INSTRUCTION: Everything from the line containing "Locate every instance of the green grass field" to the last line of the records must be returned verbatim; nothing else belongs in the output.

[Named-object pointing records]

▼

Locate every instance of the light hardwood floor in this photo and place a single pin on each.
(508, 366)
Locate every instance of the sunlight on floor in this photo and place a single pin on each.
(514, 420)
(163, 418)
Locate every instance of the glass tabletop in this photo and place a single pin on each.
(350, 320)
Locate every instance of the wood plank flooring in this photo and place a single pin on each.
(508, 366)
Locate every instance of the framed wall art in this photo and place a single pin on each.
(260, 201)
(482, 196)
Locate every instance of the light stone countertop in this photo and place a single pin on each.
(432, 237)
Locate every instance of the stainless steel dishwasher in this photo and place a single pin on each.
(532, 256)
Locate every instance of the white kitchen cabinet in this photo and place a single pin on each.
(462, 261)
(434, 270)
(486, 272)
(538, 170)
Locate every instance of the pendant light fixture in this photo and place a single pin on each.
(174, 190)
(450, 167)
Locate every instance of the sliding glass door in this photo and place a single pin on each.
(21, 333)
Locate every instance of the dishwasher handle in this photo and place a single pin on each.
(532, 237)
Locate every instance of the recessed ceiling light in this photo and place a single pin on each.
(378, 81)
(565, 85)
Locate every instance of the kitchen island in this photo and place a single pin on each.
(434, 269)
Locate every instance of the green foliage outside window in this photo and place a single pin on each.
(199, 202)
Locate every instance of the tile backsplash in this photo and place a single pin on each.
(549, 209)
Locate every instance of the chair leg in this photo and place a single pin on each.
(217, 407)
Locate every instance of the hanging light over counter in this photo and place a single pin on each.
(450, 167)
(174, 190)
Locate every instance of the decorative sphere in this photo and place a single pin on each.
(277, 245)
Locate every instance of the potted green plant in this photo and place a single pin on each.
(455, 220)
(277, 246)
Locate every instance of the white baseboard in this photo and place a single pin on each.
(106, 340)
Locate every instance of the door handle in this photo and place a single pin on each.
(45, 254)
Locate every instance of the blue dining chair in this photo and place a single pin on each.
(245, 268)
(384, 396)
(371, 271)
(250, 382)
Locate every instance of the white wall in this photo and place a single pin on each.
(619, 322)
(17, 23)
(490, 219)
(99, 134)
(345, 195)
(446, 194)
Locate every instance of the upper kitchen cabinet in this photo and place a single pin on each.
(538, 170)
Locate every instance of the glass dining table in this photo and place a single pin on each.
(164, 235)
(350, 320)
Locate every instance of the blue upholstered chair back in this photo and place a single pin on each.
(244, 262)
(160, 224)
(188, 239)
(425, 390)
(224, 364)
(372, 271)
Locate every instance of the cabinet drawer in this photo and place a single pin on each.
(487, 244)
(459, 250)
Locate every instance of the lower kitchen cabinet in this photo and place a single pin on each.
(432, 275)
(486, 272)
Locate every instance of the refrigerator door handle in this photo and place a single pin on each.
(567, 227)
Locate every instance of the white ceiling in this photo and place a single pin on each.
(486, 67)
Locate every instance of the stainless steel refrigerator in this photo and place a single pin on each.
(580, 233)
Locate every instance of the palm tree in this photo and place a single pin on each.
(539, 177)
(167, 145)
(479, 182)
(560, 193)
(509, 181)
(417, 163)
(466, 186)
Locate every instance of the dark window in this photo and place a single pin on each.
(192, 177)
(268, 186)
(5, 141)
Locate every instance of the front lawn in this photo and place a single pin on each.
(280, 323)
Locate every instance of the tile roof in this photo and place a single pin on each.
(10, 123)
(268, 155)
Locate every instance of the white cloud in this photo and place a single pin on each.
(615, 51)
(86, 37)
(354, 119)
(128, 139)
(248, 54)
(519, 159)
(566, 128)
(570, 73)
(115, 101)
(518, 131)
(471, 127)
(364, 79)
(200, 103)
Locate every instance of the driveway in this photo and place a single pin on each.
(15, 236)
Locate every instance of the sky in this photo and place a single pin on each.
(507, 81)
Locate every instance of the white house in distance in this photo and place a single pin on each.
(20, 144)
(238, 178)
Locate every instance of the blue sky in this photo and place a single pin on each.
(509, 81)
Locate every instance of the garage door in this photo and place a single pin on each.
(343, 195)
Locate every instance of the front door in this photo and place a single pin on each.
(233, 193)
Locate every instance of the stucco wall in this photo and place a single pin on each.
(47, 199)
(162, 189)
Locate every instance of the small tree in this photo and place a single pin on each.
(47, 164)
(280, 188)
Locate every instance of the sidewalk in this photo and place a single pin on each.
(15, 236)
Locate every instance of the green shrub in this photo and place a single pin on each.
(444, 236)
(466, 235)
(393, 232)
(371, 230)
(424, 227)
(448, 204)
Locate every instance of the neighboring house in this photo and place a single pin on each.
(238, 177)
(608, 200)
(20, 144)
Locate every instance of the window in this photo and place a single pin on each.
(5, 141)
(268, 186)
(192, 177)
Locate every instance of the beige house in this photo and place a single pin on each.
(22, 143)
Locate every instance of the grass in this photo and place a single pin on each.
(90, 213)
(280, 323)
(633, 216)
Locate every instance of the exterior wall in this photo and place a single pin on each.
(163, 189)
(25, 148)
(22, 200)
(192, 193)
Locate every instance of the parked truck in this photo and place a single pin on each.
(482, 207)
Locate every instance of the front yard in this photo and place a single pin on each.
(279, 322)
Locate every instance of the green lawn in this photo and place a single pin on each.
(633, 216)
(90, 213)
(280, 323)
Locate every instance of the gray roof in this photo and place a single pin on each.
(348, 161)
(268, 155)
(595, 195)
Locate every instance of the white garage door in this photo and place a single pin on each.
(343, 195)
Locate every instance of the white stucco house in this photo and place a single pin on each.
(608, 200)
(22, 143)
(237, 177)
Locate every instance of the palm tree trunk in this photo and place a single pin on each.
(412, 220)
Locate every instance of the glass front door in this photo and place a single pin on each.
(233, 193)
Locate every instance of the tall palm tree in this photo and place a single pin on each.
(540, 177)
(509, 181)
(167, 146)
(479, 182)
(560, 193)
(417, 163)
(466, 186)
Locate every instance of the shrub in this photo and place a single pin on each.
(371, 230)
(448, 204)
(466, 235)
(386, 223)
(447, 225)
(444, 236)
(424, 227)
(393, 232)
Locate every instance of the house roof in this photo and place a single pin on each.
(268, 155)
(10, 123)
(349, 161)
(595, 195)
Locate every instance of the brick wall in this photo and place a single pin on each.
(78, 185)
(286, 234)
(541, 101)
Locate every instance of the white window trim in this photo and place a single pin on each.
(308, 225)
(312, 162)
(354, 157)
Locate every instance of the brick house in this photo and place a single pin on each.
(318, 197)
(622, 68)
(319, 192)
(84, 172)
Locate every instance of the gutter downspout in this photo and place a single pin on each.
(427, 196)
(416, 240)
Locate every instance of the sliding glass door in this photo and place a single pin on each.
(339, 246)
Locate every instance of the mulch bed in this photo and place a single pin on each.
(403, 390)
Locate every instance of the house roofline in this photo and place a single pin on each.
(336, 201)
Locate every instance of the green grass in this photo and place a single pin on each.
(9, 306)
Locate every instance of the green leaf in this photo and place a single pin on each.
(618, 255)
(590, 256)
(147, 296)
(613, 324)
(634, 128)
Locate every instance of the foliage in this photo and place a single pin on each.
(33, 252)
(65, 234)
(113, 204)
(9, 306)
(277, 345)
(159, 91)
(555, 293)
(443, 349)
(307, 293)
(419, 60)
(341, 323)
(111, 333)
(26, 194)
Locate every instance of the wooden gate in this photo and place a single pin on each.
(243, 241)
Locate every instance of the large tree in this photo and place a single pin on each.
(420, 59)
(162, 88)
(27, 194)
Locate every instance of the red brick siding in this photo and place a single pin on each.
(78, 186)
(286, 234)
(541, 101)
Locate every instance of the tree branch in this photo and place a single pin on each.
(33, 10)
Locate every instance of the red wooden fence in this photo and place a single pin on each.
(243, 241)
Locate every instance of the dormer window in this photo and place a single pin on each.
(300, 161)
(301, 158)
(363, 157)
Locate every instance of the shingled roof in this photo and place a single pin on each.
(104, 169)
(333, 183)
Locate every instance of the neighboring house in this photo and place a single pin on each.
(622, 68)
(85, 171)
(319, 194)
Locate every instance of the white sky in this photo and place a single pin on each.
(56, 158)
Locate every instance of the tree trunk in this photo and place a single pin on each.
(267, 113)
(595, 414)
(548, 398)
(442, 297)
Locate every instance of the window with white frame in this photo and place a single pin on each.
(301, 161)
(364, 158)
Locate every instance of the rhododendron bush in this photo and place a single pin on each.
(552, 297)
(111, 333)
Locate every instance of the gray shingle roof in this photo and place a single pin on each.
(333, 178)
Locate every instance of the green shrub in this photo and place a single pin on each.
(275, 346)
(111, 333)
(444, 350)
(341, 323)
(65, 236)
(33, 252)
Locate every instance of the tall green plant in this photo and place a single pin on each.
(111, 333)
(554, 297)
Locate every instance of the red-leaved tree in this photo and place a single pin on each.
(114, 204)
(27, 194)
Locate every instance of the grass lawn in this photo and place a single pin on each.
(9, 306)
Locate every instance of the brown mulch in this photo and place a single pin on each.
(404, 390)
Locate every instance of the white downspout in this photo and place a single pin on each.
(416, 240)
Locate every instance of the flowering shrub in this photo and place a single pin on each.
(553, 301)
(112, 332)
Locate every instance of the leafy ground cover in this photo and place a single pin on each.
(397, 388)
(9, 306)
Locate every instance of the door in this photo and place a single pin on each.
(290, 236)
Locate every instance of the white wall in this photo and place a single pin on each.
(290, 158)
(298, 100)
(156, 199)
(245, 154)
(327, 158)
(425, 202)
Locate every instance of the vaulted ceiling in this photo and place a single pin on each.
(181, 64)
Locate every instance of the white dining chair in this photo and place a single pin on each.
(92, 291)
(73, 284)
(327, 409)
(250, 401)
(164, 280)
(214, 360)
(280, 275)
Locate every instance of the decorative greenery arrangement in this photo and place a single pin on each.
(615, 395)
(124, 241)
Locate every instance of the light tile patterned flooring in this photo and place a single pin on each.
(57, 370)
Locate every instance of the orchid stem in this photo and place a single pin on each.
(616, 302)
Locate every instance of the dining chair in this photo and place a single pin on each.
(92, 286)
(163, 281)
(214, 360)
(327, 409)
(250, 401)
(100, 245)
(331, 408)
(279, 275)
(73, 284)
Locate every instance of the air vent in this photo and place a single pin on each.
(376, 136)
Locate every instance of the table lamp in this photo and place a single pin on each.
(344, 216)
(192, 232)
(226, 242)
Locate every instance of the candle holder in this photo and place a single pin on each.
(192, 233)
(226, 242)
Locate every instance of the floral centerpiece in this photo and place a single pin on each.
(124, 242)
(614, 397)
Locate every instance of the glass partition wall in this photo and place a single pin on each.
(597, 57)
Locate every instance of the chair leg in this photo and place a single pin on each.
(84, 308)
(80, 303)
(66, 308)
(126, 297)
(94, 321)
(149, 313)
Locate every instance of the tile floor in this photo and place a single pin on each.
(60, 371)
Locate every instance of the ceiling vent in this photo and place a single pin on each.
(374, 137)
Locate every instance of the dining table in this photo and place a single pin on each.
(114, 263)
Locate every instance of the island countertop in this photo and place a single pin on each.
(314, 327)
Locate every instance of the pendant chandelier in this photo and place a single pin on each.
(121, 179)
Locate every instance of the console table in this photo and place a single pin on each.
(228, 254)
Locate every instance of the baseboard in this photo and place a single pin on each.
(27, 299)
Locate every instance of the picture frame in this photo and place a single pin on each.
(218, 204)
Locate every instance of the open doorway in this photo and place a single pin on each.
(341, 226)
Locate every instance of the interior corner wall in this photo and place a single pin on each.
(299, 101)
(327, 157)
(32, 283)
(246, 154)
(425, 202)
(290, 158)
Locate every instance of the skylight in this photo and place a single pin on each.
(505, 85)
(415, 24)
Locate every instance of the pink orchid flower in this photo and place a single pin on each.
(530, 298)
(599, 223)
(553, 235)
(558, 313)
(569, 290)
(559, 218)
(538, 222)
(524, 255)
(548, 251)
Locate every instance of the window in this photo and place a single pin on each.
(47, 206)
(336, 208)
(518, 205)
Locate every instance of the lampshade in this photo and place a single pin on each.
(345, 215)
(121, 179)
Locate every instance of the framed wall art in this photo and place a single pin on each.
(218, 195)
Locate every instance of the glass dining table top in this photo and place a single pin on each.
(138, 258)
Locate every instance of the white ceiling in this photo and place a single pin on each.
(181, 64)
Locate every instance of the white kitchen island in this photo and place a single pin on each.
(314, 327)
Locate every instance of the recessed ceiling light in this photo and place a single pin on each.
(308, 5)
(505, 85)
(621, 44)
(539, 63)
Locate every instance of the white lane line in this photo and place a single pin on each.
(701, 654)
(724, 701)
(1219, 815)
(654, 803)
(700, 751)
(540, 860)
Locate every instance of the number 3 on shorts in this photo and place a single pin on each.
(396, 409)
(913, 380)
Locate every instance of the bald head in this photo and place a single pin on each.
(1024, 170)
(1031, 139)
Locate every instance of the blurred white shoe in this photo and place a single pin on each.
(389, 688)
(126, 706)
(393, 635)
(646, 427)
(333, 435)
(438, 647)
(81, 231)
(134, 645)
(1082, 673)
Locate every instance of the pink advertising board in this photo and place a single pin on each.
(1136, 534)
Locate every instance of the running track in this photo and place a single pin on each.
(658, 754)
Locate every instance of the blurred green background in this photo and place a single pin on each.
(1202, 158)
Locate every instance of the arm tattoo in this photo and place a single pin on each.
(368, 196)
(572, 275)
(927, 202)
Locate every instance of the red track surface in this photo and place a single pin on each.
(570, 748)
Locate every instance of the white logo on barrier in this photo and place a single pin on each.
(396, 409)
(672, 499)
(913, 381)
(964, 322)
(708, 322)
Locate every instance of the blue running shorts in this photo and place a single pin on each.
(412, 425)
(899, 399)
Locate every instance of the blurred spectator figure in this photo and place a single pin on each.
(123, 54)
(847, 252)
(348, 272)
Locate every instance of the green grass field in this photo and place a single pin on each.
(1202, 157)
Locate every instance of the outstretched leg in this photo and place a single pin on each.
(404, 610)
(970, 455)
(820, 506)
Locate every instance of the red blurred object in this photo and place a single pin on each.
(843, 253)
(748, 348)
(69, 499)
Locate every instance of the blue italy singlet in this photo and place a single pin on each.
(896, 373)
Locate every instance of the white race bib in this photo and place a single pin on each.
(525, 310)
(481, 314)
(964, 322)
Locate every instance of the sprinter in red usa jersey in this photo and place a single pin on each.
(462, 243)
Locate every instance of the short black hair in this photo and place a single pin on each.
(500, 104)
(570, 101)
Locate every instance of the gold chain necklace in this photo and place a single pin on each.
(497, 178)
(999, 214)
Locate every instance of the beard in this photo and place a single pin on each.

▲

EXERCISE SOLUTION:
Locate every instance of the green grass field in this photo and place a single pin on each.
(1202, 157)
Locate every instance of the outstretched leg in this photo and place a single pin on each.
(404, 610)
(970, 455)
(820, 506)
Locate every instance of the red blurred object in this photo and place a single pin on each.
(843, 253)
(748, 348)
(69, 499)
Locate every instance of the blue italy singlet in this photo and place a single pin on each.
(896, 373)
Locate every instance of the white race bib in this photo and place a single pin on each.
(525, 310)
(481, 314)
(964, 322)
Locate every instance of the sprinter in red usa jersey in this photo and place a single pin on each.
(462, 243)
Locate every instance of the short black hair in this photo and place a single pin on each.
(500, 104)
(570, 101)
Locate every instance of the gold chain necklace in this photo and place a single pin on each.
(497, 178)
(999, 214)
Locate every instance of the beard in this photo and place a single pin on each.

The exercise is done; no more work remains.